# [YOUR OBJECTIVE]
Please transcribe the listing in its entirety, character for character.

# [SOURCE DATA]
▼
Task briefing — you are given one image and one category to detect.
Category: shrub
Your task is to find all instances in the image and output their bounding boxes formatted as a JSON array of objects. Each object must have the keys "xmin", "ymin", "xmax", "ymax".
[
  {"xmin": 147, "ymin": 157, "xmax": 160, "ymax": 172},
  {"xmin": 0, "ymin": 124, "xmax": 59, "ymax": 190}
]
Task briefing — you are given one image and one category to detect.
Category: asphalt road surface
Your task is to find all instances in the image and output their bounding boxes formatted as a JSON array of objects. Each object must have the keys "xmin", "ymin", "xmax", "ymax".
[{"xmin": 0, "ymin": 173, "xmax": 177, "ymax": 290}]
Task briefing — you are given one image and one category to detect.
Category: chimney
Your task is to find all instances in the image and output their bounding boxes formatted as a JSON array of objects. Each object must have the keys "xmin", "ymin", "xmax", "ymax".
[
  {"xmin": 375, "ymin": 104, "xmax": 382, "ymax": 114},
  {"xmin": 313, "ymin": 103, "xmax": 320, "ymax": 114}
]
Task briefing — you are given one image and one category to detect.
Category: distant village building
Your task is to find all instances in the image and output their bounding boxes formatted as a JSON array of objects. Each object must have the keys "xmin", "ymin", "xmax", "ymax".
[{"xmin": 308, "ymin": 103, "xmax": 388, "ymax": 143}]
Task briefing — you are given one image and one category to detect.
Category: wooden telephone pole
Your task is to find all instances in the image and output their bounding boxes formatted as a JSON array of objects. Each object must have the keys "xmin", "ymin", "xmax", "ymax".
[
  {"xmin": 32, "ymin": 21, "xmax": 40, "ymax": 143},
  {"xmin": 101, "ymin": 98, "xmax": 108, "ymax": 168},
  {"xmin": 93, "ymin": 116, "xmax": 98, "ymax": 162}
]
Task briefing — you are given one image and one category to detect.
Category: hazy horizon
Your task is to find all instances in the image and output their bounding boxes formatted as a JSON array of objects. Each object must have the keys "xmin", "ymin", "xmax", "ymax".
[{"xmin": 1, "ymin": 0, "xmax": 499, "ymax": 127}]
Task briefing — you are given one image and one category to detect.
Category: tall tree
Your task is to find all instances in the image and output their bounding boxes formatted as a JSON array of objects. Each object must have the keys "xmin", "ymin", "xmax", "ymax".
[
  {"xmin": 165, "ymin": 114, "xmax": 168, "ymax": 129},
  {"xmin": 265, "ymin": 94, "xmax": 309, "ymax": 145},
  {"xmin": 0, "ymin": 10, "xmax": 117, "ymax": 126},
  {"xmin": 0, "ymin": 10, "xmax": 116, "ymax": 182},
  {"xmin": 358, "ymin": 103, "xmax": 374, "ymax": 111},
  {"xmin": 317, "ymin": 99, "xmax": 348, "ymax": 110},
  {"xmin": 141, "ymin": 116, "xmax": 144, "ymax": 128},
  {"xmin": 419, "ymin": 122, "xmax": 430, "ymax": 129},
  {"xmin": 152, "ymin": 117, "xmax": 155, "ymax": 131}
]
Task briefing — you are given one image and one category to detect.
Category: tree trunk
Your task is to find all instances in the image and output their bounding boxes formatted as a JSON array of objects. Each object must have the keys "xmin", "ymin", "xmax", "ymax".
▲
# [ANSWER TO THIS TASK]
Task briefing — you are given one image and one category to detect.
Category: shrub
Your task is to find all instances in the image and output their bounding boxes formatted as a JSON array of objects. Each object must have the keys "xmin", "ymin", "xmax", "ymax".
[
  {"xmin": 147, "ymin": 157, "xmax": 160, "ymax": 172},
  {"xmin": 0, "ymin": 124, "xmax": 59, "ymax": 190}
]
Task briefing — you are given one image and one category to detect.
Category: asphalt road surface
Your task is to find all instances in the image and output their bounding boxes formatted as a JSON array of objects. Each object must have the keys "xmin", "ymin", "xmax", "ymax".
[{"xmin": 0, "ymin": 173, "xmax": 177, "ymax": 290}]
Task briefing — you are given one image and one category to detect.
Category: chimney
Your task is to find all instances in the image and output their bounding boxes formatted as a JSON array of objects. Each object must have the keys "xmin", "ymin", "xmax", "ymax".
[
  {"xmin": 375, "ymin": 104, "xmax": 382, "ymax": 114},
  {"xmin": 313, "ymin": 103, "xmax": 320, "ymax": 114}
]
Task briefing — you are given one image and one category to detect.
Category: distant village building
Your task is to find all instances in the image and output their bounding boxes formatted as a JSON array of objects. Each object must have the keys "xmin", "ymin", "xmax", "ymax".
[{"xmin": 308, "ymin": 103, "xmax": 388, "ymax": 143}]
Task briefing — you are given one image and one category to detect.
Category: wooden telephone pole
Your task is to find all instances in the image and output their bounding boxes formatted as a JSON array of objects. Each object must have the keys "xmin", "ymin", "xmax", "ymax".
[
  {"xmin": 32, "ymin": 21, "xmax": 40, "ymax": 143},
  {"xmin": 101, "ymin": 98, "xmax": 108, "ymax": 168},
  {"xmin": 93, "ymin": 116, "xmax": 98, "ymax": 162}
]
Task briefing — you are given one image and one category to detect.
Category: hazy horizon
Your task is to find all instances in the image and output their bounding boxes formatted as a JSON array of objects. Each object must have the keys "xmin", "ymin", "xmax", "ymax".
[{"xmin": 1, "ymin": 0, "xmax": 499, "ymax": 127}]
Task briefing — you are given one image and one category to detect.
Category: tall tree
Your task is to find all instances in the image and output their bounding boxes formatted as a JSON array of objects. Each object must have the keys "xmin", "ymin", "xmax", "ymax".
[
  {"xmin": 165, "ymin": 114, "xmax": 168, "ymax": 129},
  {"xmin": 265, "ymin": 94, "xmax": 309, "ymax": 145},
  {"xmin": 0, "ymin": 10, "xmax": 117, "ymax": 126},
  {"xmin": 0, "ymin": 10, "xmax": 116, "ymax": 182},
  {"xmin": 358, "ymin": 103, "xmax": 374, "ymax": 111},
  {"xmin": 317, "ymin": 99, "xmax": 348, "ymax": 110},
  {"xmin": 141, "ymin": 116, "xmax": 144, "ymax": 128},
  {"xmin": 419, "ymin": 122, "xmax": 430, "ymax": 129},
  {"xmin": 152, "ymin": 117, "xmax": 155, "ymax": 131}
]
Task briefing — you are given one image and one category to detect.
Category: tree trunk
Your task is to find all instances in the image and output their bounding boxes formatted as a JSON array of objects. Each object must have the keys "xmin", "ymin", "xmax", "ymax".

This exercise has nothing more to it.